>> BEGIN Text provided

N: Updating from such a repository can't be done securely, and is therefore disabled by default.
N: See apt-secure(8) manpage for repository creation and user configuration details.
root@server1:~#

Configure SSH keys

To configure passwordless connection, we have to:

Generate public / private key pair
Put the public key in the authorized keys on the other host (e.g. the public key of server1, in the authorized_keys file on server2)

So let's get going:

Generate Public/Private Key pair

postgres@server2:~$ ssh-keygen
Generating public/private rsa key pair.
Enter file in which to save the key (/var/lib/postgresql/.ssh/id_rsa):
Created directory '/var/lib/postgresql/.ssh'.
Enter passphrase (empty for no passphrase):
Enter same passphrase again:
Your identification has been saved in /var/lib/postgresql/.ssh/id_rsa
Your public key has been saved in /var/lib/postgresql/.ssh/id_rsa.pub
The key fingerprint is:
SHA256:KYxUhOKyll2anPYivR3ZrrRw/Kz7xDMVU0AtovXY4bA postgres@server2
The key's randomart image is:
+---[RSA 3072]----+
|     oo .oo.     |
|  . .. + o..     |
| . .. o Ooo      |
|. .. = E =o      |
| o+ * o S.       |
|.o B. +..        |
|. o..* *         |
| . o=.B o        |
|  ..o*==         |
+----[SHA256]-----+

This will generate us two files: Private and Public key. Private key, NEVER SHARE :)

Keys

postgres@server2:~/.ssh$ ls -alrt
total 20
-rw-r--r-- 1 postgres postgres  570 Sep 16 08:58 id_rsa.pub
-rw------- 1 postgres postgres 2602 Sep 16 08:58 id_rsa

The content of that server and put it in the authorized_keys file of server1 and vica versa:

Add public key to server1

postgres@server1:~/.ssh$ ls -alrt
total 24
-rw-r--r-- 1 postgres postgres  570 Sep 16 08:57 id_rsa.pub
-rw------- 1 postgres postgres 2602 Sep 16 08:57 id_rsa
-rw-rw-r-- 1 postgres postgres  571 Sep 16 08:59 authorized_keys
-rw-r--r-- 1 postgres postgres  444 Sep 16 08:59 known_hosts
drwx------ 2 postgres postgres 4096 Sep 16 08:59 .
drwxr-xr-x 5 postgres postgres 4096 Sep 16 09:12 ..

>> END Text provided

— Requirements —
**1)** Please retype the SSH key guide from "To configure passwordless" up to and including "Created directory '/var/lib/postgresql/.ssh'.".
**2)** Why does the SSH key guide generate a public/private key pair and put the public key in the other host's authorized_keys file? Answer in one to three sentences.
The records were taken from a different source.

>> BEGIN Stored records

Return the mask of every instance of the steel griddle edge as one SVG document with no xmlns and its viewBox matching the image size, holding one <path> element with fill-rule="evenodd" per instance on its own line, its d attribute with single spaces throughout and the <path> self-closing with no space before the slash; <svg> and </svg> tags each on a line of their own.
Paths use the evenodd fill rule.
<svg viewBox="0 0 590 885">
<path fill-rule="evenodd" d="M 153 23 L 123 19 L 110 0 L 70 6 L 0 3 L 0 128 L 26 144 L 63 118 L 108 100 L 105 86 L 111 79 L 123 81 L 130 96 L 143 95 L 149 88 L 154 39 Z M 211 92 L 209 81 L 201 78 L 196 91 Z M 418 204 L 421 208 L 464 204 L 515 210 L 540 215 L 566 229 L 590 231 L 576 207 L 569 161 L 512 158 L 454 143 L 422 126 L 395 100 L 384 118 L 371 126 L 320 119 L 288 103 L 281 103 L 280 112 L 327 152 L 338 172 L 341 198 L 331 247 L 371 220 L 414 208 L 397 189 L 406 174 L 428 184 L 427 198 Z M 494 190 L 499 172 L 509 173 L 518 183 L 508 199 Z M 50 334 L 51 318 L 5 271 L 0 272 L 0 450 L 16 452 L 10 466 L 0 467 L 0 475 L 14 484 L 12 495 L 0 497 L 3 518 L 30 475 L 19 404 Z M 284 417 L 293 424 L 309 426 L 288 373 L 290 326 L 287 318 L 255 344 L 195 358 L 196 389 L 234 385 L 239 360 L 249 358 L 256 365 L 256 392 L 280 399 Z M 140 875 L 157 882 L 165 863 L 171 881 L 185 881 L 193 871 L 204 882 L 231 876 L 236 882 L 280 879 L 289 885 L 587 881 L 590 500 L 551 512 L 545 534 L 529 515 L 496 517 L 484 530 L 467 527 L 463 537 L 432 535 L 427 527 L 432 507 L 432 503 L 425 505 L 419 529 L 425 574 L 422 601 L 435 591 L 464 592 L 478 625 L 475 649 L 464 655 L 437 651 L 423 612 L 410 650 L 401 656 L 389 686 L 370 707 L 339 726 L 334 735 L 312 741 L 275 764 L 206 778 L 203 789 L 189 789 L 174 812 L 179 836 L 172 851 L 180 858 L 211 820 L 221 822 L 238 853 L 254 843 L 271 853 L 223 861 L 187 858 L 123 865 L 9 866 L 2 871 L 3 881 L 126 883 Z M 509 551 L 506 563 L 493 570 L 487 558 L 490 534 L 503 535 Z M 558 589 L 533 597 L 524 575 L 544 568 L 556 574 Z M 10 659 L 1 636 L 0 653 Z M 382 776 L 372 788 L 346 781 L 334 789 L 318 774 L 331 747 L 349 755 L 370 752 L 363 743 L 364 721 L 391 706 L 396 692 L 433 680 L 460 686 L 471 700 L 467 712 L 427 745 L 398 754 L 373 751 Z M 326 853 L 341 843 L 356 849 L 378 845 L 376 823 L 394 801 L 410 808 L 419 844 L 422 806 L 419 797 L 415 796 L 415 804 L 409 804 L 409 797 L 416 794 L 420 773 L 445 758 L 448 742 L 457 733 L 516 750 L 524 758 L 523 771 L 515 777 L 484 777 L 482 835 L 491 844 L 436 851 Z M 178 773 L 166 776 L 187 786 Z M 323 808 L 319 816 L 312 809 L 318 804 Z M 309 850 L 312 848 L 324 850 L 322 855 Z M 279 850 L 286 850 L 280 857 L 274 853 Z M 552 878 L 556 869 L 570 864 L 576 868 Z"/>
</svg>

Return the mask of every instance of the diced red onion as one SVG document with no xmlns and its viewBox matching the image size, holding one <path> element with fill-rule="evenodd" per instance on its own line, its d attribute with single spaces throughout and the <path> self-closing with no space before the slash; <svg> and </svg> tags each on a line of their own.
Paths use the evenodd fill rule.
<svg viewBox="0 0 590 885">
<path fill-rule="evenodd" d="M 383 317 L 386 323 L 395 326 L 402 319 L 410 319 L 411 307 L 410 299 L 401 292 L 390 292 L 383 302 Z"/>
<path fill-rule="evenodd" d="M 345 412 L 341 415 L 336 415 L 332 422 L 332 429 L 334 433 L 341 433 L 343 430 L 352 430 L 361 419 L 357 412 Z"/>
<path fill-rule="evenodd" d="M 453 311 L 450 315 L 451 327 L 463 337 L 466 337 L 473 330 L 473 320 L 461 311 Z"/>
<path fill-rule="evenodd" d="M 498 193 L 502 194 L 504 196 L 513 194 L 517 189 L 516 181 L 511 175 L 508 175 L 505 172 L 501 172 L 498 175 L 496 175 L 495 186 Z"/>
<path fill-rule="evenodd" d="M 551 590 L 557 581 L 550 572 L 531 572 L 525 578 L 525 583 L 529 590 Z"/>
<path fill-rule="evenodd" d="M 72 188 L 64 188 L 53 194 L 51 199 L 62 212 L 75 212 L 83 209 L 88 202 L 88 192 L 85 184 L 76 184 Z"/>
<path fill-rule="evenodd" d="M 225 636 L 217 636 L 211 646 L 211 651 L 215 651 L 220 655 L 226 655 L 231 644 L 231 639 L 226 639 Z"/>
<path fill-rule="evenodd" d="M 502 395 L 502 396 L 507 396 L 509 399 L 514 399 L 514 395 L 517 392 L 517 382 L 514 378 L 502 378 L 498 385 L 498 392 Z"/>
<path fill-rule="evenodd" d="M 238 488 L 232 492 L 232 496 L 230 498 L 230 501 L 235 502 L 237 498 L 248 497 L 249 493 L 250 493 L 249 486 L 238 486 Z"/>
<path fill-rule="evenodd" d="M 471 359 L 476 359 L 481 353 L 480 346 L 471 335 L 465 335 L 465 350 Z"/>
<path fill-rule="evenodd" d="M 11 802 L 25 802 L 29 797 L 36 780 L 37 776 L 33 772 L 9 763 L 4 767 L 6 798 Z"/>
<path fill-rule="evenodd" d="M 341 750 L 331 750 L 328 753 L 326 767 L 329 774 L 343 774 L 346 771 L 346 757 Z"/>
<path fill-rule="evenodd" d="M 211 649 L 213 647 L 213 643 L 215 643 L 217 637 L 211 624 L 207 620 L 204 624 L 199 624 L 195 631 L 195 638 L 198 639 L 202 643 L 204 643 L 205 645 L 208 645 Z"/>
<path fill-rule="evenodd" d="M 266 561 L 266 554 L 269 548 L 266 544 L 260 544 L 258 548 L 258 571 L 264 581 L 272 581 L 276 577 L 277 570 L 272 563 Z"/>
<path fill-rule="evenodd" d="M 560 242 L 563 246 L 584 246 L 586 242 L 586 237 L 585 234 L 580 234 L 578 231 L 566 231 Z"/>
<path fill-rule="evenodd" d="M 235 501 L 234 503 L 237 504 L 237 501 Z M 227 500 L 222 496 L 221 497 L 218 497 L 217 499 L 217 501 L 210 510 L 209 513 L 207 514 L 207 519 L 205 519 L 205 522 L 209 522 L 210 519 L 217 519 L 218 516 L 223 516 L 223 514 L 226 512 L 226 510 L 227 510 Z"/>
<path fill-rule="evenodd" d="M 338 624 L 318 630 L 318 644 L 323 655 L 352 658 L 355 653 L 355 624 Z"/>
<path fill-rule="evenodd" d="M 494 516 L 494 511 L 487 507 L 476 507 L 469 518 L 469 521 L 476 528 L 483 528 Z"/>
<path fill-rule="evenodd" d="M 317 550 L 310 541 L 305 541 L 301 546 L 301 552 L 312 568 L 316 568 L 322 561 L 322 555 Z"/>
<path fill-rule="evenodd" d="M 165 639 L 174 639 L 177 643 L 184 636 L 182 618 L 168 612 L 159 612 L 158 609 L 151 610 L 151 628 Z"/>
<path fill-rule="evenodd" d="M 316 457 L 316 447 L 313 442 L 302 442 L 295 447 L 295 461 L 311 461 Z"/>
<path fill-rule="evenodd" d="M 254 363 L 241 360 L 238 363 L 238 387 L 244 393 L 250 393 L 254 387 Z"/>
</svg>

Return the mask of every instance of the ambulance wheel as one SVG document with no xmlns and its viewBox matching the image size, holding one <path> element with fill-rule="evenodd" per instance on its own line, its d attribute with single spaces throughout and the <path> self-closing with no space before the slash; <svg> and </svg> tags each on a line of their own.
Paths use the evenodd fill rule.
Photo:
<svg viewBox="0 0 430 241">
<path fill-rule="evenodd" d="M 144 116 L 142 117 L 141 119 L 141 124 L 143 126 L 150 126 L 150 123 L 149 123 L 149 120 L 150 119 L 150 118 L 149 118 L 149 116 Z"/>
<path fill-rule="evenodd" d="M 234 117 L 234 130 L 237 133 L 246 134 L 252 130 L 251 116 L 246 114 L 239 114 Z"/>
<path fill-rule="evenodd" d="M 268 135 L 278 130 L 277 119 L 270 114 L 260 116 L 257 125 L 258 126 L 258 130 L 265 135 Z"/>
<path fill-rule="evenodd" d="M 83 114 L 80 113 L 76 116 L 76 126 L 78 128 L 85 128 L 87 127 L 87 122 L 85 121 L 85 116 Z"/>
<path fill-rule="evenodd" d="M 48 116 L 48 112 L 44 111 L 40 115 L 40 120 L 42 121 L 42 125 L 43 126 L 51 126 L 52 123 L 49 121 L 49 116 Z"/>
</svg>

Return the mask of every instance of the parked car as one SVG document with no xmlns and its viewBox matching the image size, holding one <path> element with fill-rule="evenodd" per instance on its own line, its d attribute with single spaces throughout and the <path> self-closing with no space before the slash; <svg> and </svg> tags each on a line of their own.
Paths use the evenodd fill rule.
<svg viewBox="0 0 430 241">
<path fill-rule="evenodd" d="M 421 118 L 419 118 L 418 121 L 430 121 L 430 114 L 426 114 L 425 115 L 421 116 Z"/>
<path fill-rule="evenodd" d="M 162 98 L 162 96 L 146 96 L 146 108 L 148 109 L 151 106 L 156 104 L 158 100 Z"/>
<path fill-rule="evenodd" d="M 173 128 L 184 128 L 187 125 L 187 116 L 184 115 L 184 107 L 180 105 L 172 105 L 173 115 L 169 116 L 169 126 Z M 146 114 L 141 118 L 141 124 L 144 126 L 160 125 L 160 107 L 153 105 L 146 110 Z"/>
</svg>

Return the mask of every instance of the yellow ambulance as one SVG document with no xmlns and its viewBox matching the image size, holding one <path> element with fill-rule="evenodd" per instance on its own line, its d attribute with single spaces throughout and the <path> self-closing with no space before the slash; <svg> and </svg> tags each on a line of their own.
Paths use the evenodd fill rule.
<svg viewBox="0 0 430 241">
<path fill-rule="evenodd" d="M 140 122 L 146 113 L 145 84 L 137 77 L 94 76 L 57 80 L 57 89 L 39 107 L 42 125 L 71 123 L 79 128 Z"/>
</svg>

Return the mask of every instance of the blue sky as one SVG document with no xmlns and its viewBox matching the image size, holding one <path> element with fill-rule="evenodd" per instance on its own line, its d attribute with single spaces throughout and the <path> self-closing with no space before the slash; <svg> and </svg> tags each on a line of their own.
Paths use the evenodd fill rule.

>> END Stored records

— Task results —
**1)**
To configure passwordless connection, we have to:

Generate public / private key pair
Put the public key in the authorized keys on the other host (e.g. the public key of server1, in the authorized_keys file on server2)

So let's get going:

Generate Public/Private Key pair

postgres@server2:~$ ssh-keygen
Generating public/private rsa key pair.
Enter file in which to save the key (/var/lib/postgresql/.ssh/id_rsa):
Created directory '/var/lib/postgresql/.ssh'.

**2)** The guide presents these two steps as what is needed to set up a passwordless connection between the hosts. The key pair is generated, and the public key of one server goes into the authorized_keys file on the other, for example server1's public key on server2.